start THE RECORDS

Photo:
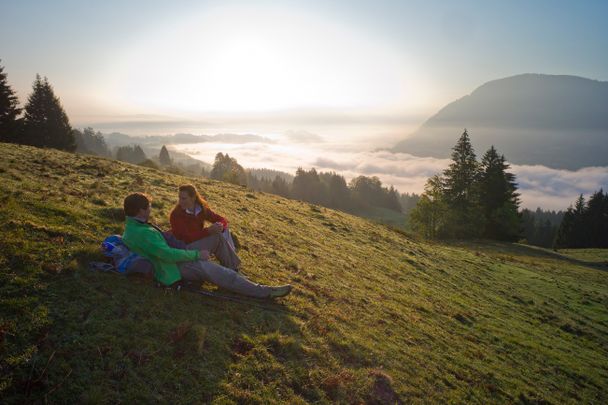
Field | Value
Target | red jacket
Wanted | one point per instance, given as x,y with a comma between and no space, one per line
189,227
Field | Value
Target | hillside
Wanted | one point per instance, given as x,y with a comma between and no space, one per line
375,316
556,121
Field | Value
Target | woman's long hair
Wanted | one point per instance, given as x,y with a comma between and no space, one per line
192,192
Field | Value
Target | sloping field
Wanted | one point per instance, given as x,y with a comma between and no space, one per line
376,316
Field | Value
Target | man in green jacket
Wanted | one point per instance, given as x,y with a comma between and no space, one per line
172,265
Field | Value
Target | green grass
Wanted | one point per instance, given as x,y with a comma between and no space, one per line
375,316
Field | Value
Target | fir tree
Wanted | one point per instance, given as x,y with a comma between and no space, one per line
429,215
45,122
9,110
163,157
498,198
461,192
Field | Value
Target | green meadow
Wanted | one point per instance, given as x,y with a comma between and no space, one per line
376,315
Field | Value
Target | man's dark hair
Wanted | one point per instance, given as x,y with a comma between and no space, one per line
135,202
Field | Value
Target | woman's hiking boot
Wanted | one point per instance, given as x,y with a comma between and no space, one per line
279,291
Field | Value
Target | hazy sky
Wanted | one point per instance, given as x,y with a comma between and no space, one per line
385,65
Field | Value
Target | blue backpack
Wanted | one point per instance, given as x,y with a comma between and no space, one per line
114,247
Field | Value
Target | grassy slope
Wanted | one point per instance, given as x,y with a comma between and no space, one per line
374,313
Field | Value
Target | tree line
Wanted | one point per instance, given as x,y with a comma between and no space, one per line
585,225
328,189
44,122
470,199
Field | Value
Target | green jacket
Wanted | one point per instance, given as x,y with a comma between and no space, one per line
146,241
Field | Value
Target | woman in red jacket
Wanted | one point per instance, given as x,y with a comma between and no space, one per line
188,220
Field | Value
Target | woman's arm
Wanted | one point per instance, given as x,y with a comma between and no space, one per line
213,218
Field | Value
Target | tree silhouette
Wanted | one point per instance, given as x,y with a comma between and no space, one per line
498,198
9,110
163,157
45,123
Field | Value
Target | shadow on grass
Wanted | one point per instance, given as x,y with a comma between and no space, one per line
114,339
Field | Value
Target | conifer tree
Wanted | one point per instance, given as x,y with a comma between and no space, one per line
45,123
163,157
429,215
461,193
498,198
9,110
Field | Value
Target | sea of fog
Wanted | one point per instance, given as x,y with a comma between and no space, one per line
539,186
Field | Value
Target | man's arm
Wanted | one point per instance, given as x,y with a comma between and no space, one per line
154,244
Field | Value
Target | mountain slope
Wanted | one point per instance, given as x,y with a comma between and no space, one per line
556,121
375,315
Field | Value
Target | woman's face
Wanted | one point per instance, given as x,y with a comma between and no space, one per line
186,202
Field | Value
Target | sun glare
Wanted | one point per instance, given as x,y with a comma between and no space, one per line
249,60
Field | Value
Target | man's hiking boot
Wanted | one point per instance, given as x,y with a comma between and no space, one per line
280,291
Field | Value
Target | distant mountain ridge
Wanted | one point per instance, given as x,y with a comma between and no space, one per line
119,139
554,120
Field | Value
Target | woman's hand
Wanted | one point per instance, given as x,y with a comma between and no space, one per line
204,255
216,228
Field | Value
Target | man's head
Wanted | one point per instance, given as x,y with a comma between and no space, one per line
137,205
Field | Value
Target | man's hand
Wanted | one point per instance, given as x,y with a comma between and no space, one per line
216,228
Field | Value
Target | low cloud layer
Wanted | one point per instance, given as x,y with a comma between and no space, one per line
539,186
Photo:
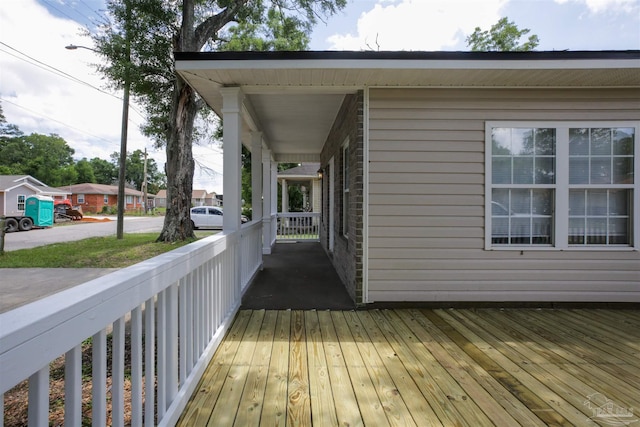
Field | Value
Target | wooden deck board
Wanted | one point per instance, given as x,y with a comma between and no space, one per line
421,367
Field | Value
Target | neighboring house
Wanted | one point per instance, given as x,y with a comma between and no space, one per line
449,176
198,198
14,190
161,199
97,198
306,176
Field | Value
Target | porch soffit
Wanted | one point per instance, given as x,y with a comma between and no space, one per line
296,101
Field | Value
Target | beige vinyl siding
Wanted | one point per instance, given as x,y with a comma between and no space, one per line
426,200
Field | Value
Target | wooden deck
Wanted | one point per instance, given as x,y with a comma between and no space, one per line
467,367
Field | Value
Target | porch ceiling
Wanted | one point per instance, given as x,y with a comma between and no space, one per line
293,97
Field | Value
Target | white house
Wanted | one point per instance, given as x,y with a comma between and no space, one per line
449,176
14,190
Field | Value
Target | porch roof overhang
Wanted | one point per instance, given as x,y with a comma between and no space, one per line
294,97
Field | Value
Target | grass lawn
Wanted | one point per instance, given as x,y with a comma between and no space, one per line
95,252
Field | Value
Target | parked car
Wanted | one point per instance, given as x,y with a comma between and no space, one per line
209,217
206,217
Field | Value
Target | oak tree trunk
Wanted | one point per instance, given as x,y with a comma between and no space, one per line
180,164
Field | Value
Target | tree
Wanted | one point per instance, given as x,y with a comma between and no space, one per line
503,36
104,172
171,104
84,171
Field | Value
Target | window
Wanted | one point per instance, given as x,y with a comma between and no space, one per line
562,185
345,189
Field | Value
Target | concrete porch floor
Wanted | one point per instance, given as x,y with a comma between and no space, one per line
297,276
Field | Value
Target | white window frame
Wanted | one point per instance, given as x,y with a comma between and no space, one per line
345,188
562,186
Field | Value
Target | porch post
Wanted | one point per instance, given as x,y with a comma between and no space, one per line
285,197
274,199
232,186
256,182
267,195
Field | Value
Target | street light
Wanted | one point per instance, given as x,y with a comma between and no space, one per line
123,143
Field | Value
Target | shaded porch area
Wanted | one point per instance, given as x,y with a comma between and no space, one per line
477,367
297,275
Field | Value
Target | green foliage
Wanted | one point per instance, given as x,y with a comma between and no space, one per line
104,171
84,171
503,36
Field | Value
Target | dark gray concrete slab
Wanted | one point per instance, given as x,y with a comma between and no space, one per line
297,276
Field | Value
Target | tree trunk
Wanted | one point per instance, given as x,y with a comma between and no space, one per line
180,165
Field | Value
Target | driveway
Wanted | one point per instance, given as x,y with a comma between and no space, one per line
79,230
19,286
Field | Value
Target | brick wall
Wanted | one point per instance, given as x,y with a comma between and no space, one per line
347,254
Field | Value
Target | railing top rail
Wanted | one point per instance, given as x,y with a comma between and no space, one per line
34,334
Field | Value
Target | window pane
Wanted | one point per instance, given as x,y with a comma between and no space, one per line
501,170
623,141
578,170
623,170
541,233
520,230
577,203
523,170
601,170
576,231
545,170
579,142
597,202
500,231
596,231
600,141
520,201
542,202
545,142
522,141
618,202
618,231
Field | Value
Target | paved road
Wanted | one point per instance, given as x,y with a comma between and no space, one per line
19,286
79,231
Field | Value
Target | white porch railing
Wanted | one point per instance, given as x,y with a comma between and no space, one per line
177,305
298,226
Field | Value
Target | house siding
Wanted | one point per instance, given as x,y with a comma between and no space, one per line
426,200
347,253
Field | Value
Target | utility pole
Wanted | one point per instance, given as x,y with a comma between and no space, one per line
124,129
144,182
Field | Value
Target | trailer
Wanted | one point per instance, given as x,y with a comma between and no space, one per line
38,212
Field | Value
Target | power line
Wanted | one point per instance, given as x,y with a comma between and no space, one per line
54,120
60,73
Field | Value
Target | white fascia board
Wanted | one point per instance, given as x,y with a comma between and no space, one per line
408,64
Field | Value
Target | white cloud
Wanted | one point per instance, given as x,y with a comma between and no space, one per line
418,25
607,6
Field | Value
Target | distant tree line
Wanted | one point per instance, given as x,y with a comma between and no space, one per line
49,159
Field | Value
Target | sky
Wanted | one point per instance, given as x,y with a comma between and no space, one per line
47,89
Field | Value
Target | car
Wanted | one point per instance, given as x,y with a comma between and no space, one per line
209,217
206,217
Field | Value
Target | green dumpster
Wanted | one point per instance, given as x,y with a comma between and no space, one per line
40,210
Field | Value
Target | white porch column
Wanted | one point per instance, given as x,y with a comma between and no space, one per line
256,175
285,197
274,199
232,187
267,196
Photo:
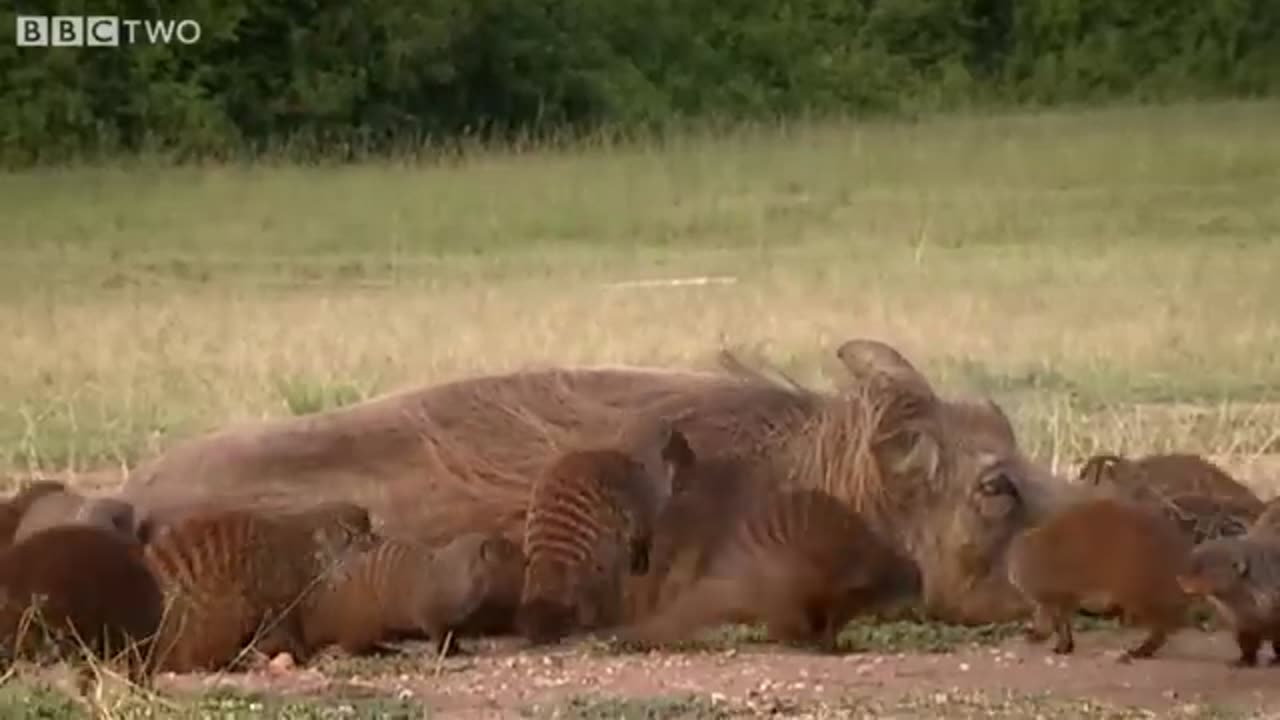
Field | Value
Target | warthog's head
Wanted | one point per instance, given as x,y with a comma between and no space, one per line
961,487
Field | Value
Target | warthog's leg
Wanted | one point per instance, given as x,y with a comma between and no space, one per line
1063,628
709,601
1041,625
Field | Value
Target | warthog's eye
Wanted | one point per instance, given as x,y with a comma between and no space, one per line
996,495
997,484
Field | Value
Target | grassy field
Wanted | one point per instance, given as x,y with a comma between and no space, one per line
1110,276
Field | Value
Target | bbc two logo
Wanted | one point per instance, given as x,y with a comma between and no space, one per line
101,31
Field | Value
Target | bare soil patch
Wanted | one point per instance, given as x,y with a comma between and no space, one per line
501,679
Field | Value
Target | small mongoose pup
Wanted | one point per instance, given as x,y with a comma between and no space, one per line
76,587
406,588
1109,551
69,507
589,524
1240,578
13,509
237,578
800,561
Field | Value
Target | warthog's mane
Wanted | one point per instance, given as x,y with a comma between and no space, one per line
483,460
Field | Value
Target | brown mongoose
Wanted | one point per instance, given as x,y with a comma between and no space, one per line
1201,497
400,587
74,587
1170,474
590,523
13,509
798,560
1240,578
68,507
1267,523
1102,551
238,578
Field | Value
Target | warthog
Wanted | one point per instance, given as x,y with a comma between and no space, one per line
944,481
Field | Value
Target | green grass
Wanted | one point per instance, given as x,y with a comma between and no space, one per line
1109,276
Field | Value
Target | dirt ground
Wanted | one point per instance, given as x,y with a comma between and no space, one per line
1189,678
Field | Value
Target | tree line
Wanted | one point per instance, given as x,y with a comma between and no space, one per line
347,78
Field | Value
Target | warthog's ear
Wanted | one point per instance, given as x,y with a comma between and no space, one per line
874,361
914,451
1097,468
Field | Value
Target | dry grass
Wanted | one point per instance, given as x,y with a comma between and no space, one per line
1110,276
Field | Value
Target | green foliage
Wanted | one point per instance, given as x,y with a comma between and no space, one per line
312,77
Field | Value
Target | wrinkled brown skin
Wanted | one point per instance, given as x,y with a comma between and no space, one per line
402,588
1240,578
95,587
799,561
590,523
13,509
69,507
234,579
1118,552
460,456
1201,497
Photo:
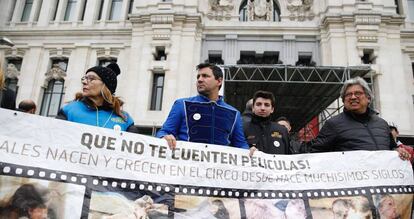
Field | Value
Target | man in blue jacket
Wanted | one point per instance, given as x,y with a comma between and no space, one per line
204,118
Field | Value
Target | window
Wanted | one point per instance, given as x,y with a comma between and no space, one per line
267,57
215,57
305,59
11,12
397,6
84,9
17,62
55,10
100,10
62,63
13,70
26,10
160,53
131,6
412,67
368,57
106,62
410,10
116,10
157,91
70,11
244,13
11,83
52,98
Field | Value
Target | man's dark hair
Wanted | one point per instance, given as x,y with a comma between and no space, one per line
393,127
26,106
265,95
216,70
282,118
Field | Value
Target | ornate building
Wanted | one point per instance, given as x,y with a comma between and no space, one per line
158,44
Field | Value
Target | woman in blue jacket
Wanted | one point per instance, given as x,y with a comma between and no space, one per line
97,105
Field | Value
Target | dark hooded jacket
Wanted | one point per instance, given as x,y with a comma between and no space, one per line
267,136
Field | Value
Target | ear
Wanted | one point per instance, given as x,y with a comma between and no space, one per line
220,81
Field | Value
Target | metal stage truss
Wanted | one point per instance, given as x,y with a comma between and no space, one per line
301,92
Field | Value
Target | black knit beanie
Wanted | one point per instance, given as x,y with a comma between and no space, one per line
108,75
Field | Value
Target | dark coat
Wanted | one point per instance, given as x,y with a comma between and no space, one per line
348,131
267,136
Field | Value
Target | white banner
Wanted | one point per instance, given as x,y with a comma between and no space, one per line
89,159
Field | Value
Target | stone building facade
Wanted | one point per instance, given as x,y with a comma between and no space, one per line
158,43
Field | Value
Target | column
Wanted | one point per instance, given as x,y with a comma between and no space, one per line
290,54
46,12
79,12
60,11
105,11
124,11
230,54
34,12
17,13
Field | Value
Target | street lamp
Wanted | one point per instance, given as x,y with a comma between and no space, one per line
6,41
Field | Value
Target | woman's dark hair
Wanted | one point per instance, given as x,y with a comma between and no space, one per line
27,197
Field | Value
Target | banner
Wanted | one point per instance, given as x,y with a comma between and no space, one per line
58,169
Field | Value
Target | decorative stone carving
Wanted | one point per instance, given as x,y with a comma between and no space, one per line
12,72
220,9
54,73
300,10
260,10
107,53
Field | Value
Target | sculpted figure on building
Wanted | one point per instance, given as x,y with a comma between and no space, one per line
260,10
300,9
220,9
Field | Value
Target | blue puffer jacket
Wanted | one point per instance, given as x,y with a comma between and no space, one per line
197,119
80,112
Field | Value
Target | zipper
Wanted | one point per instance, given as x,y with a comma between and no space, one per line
372,136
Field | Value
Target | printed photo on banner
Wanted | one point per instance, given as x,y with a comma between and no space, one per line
33,198
190,207
341,207
393,205
134,204
275,208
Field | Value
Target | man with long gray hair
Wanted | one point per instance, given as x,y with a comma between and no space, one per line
357,127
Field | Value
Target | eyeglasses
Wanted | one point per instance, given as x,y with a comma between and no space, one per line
357,94
89,78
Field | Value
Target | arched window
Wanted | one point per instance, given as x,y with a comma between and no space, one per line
244,10
52,97
53,92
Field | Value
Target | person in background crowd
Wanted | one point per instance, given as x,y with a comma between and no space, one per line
357,127
261,133
395,134
204,118
7,96
386,207
28,201
294,143
27,106
97,105
247,113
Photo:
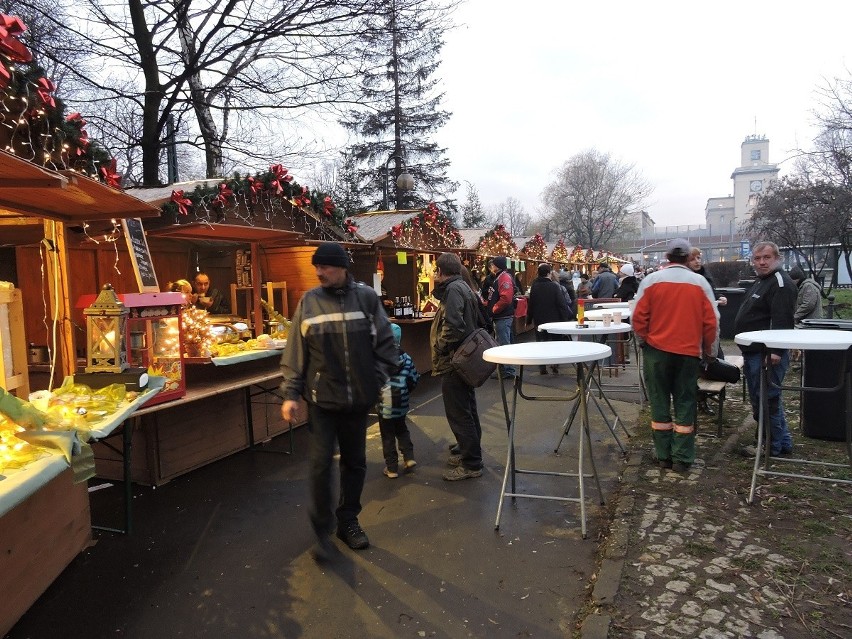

end THE RECORDS

Show every line of the records above that contains the string "stone", matching case.

_WRITTEN RESPONSE_
Target | stone building facade
Target | decorative stone carving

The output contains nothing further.